*Your instructions*
Copy out all of the data below with no alterations.

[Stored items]
────────────────────────────────────────

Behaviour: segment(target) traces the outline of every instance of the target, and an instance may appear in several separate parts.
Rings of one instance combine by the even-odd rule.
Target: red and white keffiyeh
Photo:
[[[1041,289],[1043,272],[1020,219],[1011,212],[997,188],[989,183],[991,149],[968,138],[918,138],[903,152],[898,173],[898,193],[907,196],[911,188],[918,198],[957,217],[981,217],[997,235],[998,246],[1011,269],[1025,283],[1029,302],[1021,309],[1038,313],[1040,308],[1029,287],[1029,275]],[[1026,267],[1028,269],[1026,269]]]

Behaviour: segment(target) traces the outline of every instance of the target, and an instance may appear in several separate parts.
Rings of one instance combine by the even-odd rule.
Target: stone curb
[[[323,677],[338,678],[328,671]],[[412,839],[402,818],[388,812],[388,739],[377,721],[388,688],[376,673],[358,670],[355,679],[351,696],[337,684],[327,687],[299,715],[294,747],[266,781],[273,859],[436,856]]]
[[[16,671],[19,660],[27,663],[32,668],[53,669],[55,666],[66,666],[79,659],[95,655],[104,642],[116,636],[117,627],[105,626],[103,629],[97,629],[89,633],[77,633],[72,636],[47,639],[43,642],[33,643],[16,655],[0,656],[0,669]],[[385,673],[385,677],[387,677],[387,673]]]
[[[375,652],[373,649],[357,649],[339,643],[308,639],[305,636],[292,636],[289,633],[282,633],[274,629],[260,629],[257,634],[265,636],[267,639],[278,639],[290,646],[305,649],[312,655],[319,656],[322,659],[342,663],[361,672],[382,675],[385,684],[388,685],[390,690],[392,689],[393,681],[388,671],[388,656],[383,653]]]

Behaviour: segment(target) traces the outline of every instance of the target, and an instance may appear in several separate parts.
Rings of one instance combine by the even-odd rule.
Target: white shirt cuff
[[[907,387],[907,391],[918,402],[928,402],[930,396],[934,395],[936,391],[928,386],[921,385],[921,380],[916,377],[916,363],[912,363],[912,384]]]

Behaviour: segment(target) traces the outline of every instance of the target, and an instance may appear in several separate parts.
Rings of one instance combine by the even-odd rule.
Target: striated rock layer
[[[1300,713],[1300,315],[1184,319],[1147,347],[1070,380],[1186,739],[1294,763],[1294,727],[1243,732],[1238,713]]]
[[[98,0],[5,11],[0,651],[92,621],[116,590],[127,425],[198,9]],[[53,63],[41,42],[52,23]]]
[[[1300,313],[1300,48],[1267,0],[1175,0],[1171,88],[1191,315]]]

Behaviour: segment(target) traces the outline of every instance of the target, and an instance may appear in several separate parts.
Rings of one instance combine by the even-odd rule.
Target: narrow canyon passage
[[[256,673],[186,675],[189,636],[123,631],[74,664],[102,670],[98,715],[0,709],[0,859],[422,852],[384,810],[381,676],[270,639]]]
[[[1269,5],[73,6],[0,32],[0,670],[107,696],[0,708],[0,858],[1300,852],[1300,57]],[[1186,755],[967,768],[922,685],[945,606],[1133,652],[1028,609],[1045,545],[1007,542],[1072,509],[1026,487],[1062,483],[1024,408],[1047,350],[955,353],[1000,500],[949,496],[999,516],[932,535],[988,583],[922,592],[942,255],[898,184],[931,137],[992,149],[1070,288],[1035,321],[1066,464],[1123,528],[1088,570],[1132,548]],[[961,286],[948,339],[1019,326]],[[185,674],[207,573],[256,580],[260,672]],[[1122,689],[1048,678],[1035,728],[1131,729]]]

────────────────────────────────────────

*Task solution*
Behaviour: segment(target) traces the outline of every instance of the target, and an instance may appear in several separate parts.
Rings of one instance combine by the even-odd rule.
Target: red and white keffiyeh
Photo:
[[[1041,289],[1043,272],[1020,219],[1011,212],[997,188],[989,183],[991,149],[968,138],[918,138],[903,152],[898,173],[898,193],[907,196],[911,188],[918,198],[957,217],[981,217],[997,235],[998,246],[1011,269],[1025,283],[1029,302],[1021,309],[1038,313],[1040,308],[1029,287],[1029,275]],[[1026,267],[1028,269],[1026,269]]]

Behaviour: segment(target) traces the outline of every instance of the target, and an instance may appear in several separate parts.
Rings of one instance combine by the even-odd rule.
Target: stone curb
[[[323,677],[338,678],[328,671]],[[412,839],[402,818],[388,812],[388,739],[377,721],[388,688],[376,673],[358,670],[355,679],[351,696],[337,684],[327,687],[299,715],[294,747],[266,781],[273,859],[436,856]]]
[[[16,671],[19,660],[27,663],[32,668],[53,669],[55,666],[66,666],[79,659],[95,655],[104,642],[116,636],[117,627],[105,626],[103,629],[97,629],[89,633],[77,633],[72,636],[47,639],[43,642],[33,643],[16,655],[0,656],[0,669]],[[385,673],[385,677],[387,677],[387,673]]]
[[[375,652],[373,649],[357,649],[339,643],[308,639],[305,636],[292,636],[289,633],[282,633],[274,629],[260,629],[257,634],[265,636],[267,639],[278,639],[290,646],[305,649],[312,655],[319,656],[322,659],[342,663],[361,672],[382,675],[385,684],[388,685],[390,690],[392,689],[393,681],[388,671],[388,656],[383,653]]]

Behaviour: segment(target) traces the outline of every instance of the target, and an instance may appear in several separate parts.
Rings of one instance combine by the even-odd rule.
Target: white shirt cuff
[[[907,387],[907,391],[918,402],[928,402],[930,396],[934,395],[936,391],[928,386],[921,385],[921,380],[916,377],[916,363],[912,363],[912,384]]]

Behaviour: segment(target) traces the outline of every instance of the target, and an instance may appear in several separate parts.
Rings of one instance combine by the even-odd rule.
Target: striated rock layer
[[[1300,713],[1300,315],[1184,319],[1147,347],[1070,380],[1186,739],[1294,763],[1294,727],[1243,732],[1238,713]]]
[[[98,0],[5,11],[0,651],[92,621],[116,590],[127,425],[198,9]],[[53,63],[41,42],[52,23]]]
[[[1300,313],[1300,48],[1267,0],[1175,0],[1171,88],[1191,315]]]

Behaviour: segment(target) traces the outline of every instance of the target, and an instance may appear in several separate parts.
Rings of one instance combine by the even-odd rule.
Target: narrow canyon passage
[[[256,673],[186,675],[189,636],[123,631],[74,664],[102,670],[98,715],[0,709],[0,859],[422,852],[384,810],[381,676],[270,639]]]
[[[1269,5],[73,6],[0,32],[0,670],[107,696],[0,708],[0,858],[1300,852],[1300,57]],[[1186,755],[967,768],[922,685],[945,606],[1133,652],[1028,609],[1045,545],[1007,542],[1072,509],[1026,487],[1062,483],[1024,408],[1047,350],[955,353],[1000,500],[949,496],[999,516],[932,535],[988,583],[922,592],[942,255],[898,184],[931,137],[992,149],[1070,288],[1035,321],[1066,464],[1123,528],[1088,570],[1132,548]],[[961,286],[948,339],[1019,326]],[[185,674],[207,573],[256,580],[260,672]],[[1122,689],[1048,678],[1035,728],[1131,729]]]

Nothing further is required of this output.